## [WORK TASK]
All of the records must be repeated exactly.

## [PROVIDED MATERIAL]
+---+

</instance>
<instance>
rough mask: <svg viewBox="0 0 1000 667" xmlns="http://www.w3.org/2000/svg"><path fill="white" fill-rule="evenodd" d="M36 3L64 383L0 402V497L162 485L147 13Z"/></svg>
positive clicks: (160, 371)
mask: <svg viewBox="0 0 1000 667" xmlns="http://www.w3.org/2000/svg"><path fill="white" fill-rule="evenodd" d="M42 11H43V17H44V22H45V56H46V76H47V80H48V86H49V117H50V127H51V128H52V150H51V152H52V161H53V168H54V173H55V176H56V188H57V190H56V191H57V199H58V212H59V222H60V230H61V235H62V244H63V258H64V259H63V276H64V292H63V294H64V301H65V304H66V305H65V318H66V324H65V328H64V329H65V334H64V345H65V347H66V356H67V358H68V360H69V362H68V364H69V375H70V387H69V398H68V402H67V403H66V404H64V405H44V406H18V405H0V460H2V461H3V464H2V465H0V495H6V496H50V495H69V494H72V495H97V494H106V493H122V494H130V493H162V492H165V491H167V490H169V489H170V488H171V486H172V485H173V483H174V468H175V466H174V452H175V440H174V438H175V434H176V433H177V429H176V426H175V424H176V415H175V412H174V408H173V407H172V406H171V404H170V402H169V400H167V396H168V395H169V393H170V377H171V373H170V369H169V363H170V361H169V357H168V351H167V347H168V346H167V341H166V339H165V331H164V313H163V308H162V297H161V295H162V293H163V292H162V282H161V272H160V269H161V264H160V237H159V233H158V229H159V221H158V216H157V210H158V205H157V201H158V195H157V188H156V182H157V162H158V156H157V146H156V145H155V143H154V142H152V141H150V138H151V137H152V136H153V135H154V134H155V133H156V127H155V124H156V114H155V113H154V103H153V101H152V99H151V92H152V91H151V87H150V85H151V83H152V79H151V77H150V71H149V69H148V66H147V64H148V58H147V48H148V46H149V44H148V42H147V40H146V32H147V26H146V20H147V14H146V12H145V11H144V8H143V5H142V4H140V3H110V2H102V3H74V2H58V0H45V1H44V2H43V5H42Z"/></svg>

+---+

## [SOLUTION FOR THIS EXERCISE]
</instance>
<instance>
rough mask: <svg viewBox="0 0 1000 667" xmlns="http://www.w3.org/2000/svg"><path fill="white" fill-rule="evenodd" d="M36 3L64 383L0 402V497L162 485L147 13Z"/></svg>
positive clicks: (160, 371)
mask: <svg viewBox="0 0 1000 667" xmlns="http://www.w3.org/2000/svg"><path fill="white" fill-rule="evenodd" d="M42 11H43V17H44V22H45V56H46V76H47V80H48V86H49V117H50V127H51V128H52V150H51V152H52V161H53V168H54V173H55V176H56V188H57V190H56V191H57V199H58V212H59V222H60V230H61V235H62V244H63V258H64V259H63V276H64V292H63V294H64V301H65V304H66V305H65V318H66V324H65V328H64V329H65V334H64V345H65V347H66V356H67V358H68V360H69V362H68V364H69V375H70V387H69V398H68V402H67V403H66V404H64V405H44V406H18V405H0V460H2V461H3V464H2V465H0V495H6V496H50V495H69V494H72V495H97V494H106V493H122V494H130V493H162V492H165V491H167V490H169V489H170V488H171V486H172V485H173V483H174V468H175V466H174V452H175V440H174V438H175V434H176V433H177V429H176V426H175V424H176V415H175V412H174V408H173V407H172V406H171V404H170V402H169V400H167V396H168V395H169V393H170V377H171V373H170V369H169V363H170V361H169V357H168V351H167V347H168V346H167V341H166V339H165V331H164V313H163V308H162V297H161V295H162V293H163V292H162V282H161V272H160V269H161V264H160V237H159V233H158V229H159V221H158V216H157V210H158V205H157V201H158V195H157V188H156V182H157V162H158V156H157V146H156V145H155V143H154V142H152V141H150V138H151V137H152V136H153V135H154V134H155V133H156V127H155V124H156V114H155V113H154V103H153V101H152V99H151V92H152V91H151V87H150V85H151V83H152V79H151V77H150V71H149V69H148V66H147V64H148V58H147V48H148V46H149V44H148V42H147V40H146V32H147V26H146V20H147V14H146V12H145V11H144V8H143V5H142V4H140V3H110V2H102V3H74V2H58V0H45V1H44V2H43V5H42Z"/></svg>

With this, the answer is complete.